(Recorded data)

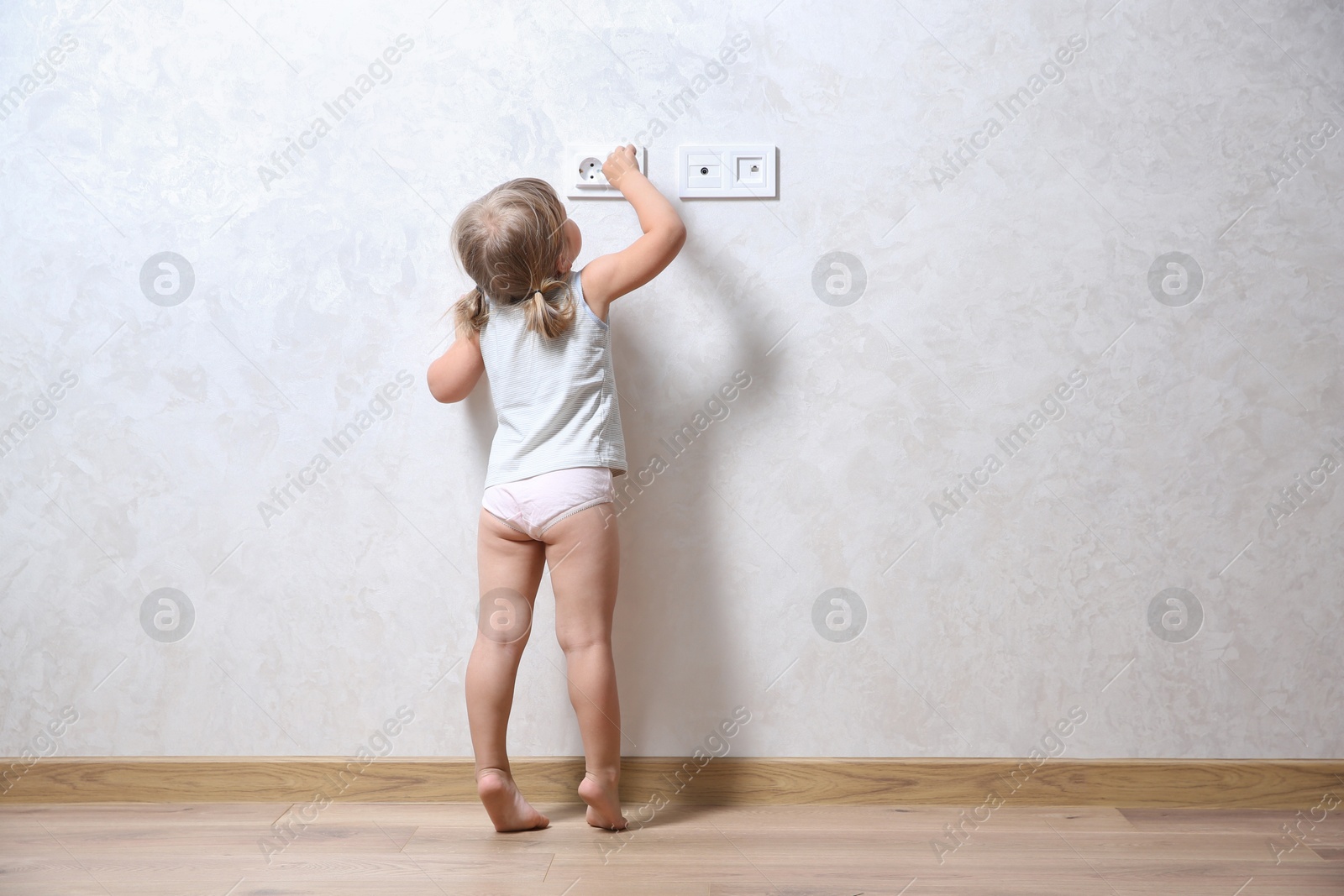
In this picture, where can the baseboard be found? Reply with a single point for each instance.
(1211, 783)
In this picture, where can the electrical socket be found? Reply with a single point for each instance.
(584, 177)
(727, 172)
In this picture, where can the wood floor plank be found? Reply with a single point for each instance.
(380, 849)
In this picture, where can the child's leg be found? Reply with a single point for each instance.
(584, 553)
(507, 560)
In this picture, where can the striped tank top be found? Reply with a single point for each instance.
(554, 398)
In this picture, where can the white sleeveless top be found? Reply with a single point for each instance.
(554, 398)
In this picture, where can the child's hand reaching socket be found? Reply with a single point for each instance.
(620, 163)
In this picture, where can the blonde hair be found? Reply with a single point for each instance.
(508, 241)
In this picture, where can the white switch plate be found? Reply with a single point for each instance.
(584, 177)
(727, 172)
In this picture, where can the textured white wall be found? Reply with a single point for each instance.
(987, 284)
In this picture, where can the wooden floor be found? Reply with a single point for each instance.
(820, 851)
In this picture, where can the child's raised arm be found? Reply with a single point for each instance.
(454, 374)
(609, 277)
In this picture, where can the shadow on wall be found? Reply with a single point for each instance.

(End Recorded data)

- What the exercise asks:
Only the lines from the one containing "In this picture, where can the blonde" through the last line of the records should appear, each written out exactly.

- Your solution:
In this picture, where can the blonde hair be found? Reply with a single point for each instance.
(508, 241)
In this picture, where can the white switch plate be found? Reply with a single point for each instance.
(584, 177)
(727, 172)
In this picture, where can the textured white wall be found? Reply with a single point for each instance.
(987, 284)
In this picture, where can the wooden floor be found? Reply with a single point for each instance.
(820, 851)
In this picture, where can the child's raised arm be found? Reply with a single point for each instance.
(454, 374)
(609, 277)
In this picture, where can the shadow on wall be found? Reply with a single point for each instance.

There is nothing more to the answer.